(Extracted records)

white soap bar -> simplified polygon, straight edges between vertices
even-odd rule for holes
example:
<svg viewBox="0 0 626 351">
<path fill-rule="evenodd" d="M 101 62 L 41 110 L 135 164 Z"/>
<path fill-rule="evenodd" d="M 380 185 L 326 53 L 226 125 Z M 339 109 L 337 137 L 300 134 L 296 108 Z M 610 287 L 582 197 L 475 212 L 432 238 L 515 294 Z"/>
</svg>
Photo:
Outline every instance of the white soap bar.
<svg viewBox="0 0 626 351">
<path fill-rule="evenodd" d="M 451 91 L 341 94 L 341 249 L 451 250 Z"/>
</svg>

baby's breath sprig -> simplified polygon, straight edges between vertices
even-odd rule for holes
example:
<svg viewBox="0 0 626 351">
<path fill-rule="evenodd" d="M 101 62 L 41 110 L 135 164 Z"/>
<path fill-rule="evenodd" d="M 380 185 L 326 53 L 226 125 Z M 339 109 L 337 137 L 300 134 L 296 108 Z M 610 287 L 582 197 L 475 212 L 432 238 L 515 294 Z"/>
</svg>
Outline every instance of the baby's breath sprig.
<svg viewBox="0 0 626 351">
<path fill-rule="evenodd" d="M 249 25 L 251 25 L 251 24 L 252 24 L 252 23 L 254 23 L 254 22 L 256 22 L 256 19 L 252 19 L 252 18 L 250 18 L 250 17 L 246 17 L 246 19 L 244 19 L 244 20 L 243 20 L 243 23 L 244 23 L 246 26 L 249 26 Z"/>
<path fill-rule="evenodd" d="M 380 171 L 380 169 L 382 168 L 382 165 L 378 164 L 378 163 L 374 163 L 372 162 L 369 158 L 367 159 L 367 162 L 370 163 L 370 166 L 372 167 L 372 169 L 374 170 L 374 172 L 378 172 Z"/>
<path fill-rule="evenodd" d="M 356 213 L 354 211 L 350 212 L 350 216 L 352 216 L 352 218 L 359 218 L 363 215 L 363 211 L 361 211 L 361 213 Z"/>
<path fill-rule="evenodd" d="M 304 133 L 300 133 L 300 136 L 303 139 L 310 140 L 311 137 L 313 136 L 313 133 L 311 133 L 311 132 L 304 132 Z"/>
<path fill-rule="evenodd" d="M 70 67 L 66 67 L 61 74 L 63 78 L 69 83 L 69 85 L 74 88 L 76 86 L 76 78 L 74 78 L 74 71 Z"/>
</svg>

§ **Problem to solve**:
Each entry above must be set down again without alteration.

§ **Output for this exercise**:
white soap bar -> simplified polygon, straight edges between vertices
even-odd rule for holes
example:
<svg viewBox="0 0 626 351">
<path fill-rule="evenodd" d="M 101 62 L 41 110 L 135 164 Z"/>
<path fill-rule="evenodd" d="M 380 185 L 326 53 L 226 125 Z M 339 109 L 337 137 L 300 134 L 296 108 Z M 610 287 L 582 197 L 475 212 L 432 238 L 515 294 Z"/>
</svg>
Photo:
Outline every instance of the white soap bar.
<svg viewBox="0 0 626 351">
<path fill-rule="evenodd" d="M 451 91 L 341 94 L 341 249 L 451 250 Z"/>
</svg>

baby's breath sprig -> simplified polygon, straight edges between vertices
even-odd rule for holes
example:
<svg viewBox="0 0 626 351">
<path fill-rule="evenodd" d="M 101 62 L 41 110 L 135 164 Z"/>
<path fill-rule="evenodd" d="M 380 185 L 326 53 L 226 125 Z M 339 109 L 337 137 L 300 134 L 296 108 Z M 610 287 L 582 197 L 475 212 L 432 238 L 515 294 Z"/>
</svg>
Outline every instance of the baby's breath sprig.
<svg viewBox="0 0 626 351">
<path fill-rule="evenodd" d="M 249 25 L 251 25 L 251 24 L 252 24 L 252 23 L 254 23 L 254 22 L 256 22 L 256 19 L 252 19 L 252 18 L 250 18 L 250 17 L 246 17 L 246 19 L 244 19 L 244 20 L 243 20 L 243 23 L 244 23 L 246 26 L 249 26 Z"/>
<path fill-rule="evenodd" d="M 380 171 L 380 169 L 382 168 L 382 165 L 378 164 L 378 163 L 374 163 L 372 162 L 369 158 L 367 159 L 367 162 L 370 163 L 370 166 L 372 167 L 372 169 L 374 170 L 374 172 L 378 172 Z"/>
<path fill-rule="evenodd" d="M 356 213 L 354 211 L 350 212 L 350 216 L 352 216 L 352 218 L 359 218 L 363 215 L 363 211 L 361 211 L 361 213 Z"/>
<path fill-rule="evenodd" d="M 304 133 L 300 133 L 300 136 L 303 139 L 310 140 L 311 137 L 313 136 L 313 133 L 311 133 L 311 132 L 304 132 Z"/>
<path fill-rule="evenodd" d="M 70 67 L 66 67 L 61 74 L 63 78 L 69 83 L 69 85 L 74 88 L 76 86 L 76 78 L 74 78 L 74 71 Z"/>
</svg>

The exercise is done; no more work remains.